§ Exercise requirements: Repeat word for word everything from the line containing "Target = shadow on road" to the end of the listing, first and last lines included, and only that.

§ Materials provided:
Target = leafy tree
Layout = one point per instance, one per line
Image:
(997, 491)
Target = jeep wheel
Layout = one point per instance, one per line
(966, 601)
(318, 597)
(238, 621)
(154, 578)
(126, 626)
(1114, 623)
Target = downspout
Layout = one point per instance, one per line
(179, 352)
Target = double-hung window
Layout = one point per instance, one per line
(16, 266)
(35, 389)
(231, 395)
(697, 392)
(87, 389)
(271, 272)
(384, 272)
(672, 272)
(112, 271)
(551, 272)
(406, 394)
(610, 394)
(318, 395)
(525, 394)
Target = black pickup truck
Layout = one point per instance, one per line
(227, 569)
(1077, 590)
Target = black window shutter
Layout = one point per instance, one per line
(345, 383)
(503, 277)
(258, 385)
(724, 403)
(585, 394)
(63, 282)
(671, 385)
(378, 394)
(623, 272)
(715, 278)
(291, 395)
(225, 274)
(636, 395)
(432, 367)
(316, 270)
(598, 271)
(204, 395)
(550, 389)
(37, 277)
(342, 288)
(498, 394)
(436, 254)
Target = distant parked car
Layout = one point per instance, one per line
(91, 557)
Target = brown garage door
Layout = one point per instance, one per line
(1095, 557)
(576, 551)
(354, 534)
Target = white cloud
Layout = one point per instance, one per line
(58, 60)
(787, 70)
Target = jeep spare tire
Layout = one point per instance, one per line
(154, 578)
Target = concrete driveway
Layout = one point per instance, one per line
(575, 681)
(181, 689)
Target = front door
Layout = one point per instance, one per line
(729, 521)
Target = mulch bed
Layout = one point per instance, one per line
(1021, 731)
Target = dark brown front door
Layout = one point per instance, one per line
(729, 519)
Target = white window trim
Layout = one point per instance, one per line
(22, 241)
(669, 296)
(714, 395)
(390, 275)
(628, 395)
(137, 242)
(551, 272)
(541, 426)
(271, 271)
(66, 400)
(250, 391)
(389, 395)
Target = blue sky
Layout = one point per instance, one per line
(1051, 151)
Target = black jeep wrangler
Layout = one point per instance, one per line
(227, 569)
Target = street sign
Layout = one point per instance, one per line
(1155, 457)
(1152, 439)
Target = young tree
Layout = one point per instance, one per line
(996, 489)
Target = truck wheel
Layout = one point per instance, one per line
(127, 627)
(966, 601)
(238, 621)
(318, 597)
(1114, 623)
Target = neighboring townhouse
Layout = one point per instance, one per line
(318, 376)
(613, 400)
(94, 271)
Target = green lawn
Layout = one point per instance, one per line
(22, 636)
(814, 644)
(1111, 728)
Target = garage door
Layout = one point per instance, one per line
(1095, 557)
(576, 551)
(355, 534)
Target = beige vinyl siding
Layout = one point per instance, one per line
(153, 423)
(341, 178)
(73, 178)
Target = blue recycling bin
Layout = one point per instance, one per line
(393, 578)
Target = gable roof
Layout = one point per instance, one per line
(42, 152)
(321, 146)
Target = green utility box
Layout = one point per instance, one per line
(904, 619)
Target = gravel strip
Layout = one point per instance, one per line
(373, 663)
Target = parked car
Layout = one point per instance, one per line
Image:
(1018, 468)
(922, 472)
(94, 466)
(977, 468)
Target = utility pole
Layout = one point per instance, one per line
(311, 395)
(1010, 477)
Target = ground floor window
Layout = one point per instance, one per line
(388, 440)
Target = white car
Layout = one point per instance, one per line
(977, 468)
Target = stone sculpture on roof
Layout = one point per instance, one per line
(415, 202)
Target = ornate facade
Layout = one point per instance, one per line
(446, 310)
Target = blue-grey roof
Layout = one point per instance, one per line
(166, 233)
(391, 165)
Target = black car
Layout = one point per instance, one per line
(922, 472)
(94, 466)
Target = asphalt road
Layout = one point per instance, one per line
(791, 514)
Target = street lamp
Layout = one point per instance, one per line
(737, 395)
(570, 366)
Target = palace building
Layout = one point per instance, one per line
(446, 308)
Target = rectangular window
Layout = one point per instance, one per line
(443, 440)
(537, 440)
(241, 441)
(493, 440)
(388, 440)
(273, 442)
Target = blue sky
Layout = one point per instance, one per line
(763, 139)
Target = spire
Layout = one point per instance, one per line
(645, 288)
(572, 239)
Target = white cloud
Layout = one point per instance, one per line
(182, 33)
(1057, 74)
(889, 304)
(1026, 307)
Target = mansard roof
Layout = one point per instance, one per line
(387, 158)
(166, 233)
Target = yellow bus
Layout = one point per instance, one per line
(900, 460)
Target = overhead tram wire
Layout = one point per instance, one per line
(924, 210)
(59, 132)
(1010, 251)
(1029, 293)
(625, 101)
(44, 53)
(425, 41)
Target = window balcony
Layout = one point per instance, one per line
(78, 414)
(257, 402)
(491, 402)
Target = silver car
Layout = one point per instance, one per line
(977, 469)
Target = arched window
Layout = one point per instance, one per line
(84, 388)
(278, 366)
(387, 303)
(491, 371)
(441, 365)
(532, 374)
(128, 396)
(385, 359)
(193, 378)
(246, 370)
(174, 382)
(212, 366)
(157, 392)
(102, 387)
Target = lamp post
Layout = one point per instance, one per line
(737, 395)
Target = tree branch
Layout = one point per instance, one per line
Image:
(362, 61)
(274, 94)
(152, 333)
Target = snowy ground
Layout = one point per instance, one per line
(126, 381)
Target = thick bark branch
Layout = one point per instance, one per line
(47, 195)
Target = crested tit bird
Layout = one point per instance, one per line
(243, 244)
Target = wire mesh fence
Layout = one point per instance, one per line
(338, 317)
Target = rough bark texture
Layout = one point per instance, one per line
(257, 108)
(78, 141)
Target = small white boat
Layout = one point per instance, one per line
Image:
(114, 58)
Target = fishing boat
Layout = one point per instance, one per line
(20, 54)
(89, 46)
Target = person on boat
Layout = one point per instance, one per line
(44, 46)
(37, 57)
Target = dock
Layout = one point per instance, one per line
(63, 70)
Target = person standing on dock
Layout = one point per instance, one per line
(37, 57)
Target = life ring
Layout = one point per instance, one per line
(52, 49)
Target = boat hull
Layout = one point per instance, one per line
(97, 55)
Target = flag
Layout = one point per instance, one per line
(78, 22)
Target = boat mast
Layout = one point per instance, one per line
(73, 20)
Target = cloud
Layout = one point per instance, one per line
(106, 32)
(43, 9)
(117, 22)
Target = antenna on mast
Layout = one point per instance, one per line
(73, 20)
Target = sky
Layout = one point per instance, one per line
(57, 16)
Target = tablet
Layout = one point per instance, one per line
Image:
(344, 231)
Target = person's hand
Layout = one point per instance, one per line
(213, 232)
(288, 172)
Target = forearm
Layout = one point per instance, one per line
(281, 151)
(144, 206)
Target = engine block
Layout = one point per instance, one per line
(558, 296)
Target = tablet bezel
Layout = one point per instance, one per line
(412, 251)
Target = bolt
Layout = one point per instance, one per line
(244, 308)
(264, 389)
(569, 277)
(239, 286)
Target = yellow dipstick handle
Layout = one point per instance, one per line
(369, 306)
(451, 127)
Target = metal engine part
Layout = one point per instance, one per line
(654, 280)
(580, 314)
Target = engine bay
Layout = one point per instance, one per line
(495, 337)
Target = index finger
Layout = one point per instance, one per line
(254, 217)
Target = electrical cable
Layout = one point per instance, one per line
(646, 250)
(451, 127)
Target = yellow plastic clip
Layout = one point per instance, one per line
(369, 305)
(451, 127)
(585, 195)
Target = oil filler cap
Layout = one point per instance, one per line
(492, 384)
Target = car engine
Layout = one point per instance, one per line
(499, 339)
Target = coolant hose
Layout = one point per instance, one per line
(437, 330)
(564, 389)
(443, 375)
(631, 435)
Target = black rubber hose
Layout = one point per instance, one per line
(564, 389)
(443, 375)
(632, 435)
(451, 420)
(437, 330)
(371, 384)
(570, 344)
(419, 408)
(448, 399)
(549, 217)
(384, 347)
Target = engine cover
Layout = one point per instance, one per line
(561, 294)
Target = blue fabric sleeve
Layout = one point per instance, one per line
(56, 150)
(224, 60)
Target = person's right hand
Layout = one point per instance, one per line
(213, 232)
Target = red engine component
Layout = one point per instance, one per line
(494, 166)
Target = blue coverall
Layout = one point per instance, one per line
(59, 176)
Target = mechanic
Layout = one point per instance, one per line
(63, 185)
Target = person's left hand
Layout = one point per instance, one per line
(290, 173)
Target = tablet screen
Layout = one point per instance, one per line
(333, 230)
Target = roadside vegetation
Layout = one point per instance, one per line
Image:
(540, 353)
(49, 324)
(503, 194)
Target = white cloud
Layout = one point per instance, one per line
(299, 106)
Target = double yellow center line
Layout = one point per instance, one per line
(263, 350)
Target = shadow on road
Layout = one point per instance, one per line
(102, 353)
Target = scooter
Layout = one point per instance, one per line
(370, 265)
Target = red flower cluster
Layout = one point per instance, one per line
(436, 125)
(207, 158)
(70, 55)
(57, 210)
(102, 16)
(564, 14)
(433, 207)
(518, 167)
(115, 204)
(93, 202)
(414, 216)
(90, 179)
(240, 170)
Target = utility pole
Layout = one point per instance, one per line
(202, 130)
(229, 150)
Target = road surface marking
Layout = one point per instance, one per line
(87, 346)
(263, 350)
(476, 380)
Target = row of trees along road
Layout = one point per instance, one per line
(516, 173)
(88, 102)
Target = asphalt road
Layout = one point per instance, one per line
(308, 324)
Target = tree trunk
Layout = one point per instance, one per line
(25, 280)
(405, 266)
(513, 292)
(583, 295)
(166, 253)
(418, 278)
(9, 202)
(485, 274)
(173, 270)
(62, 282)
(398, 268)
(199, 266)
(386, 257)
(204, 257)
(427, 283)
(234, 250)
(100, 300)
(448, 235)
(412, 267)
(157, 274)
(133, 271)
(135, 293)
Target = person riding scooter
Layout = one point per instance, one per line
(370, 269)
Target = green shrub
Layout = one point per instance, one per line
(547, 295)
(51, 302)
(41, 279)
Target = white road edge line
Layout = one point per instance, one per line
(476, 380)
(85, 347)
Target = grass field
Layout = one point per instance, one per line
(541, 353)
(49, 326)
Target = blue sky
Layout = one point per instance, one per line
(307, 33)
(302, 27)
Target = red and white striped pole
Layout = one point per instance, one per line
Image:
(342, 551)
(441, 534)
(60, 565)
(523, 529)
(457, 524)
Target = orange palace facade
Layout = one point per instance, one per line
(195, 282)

§ Result of the task:
Target = shadow on road
Layout = one point per instance, one per line
(102, 353)
Target = scooter
Layout = one point per instance, one per line
(370, 265)
Target = red flower cluster
Layout = one point per instance, one per line
(436, 125)
(207, 158)
(70, 55)
(57, 210)
(102, 16)
(564, 14)
(433, 207)
(518, 167)
(115, 204)
(93, 202)
(414, 216)
(90, 179)
(240, 170)
Target = utility pole
Layout = one point per instance, one per line
(202, 130)
(229, 150)
Target = road surface marking
Layout = one point per instance, one per line
(87, 346)
(263, 350)
(476, 380)
Target = row of trees along road
Layout = one point per instance, one per line
(516, 173)
(88, 102)
Target = asphalt road
Layout = one point per instance, one per line
(308, 324)
Target = tree trunk
Layout = one point per instance, one per line
(25, 280)
(405, 266)
(513, 292)
(583, 295)
(166, 253)
(418, 278)
(9, 202)
(485, 274)
(173, 270)
(62, 282)
(398, 268)
(199, 266)
(386, 257)
(204, 257)
(427, 283)
(234, 250)
(100, 300)
(448, 235)
(412, 267)
(157, 274)
(133, 271)
(135, 293)
Target = person riding scooter
Layout = one point per instance, one per line
(370, 269)
Target = green shrub
Layout = one point per instance, one per line
(547, 295)
(51, 302)
(41, 279)
Target = white road edge line
Layout = one point per instance, one per line
(476, 380)
(85, 347)
Target = grass field
Layout = one point per instance, one per line
(541, 353)
(49, 326)
Target = blue sky
Layout = one point per instance, one per line
(307, 33)
(302, 27)
Target = red and white striped pole
Layout = one point per instance, one per line
Image:
(342, 551)
(441, 534)
(60, 565)
(523, 529)
(457, 524)
Target = orange palace facade
Layout = one point per instance, one per line
(195, 282)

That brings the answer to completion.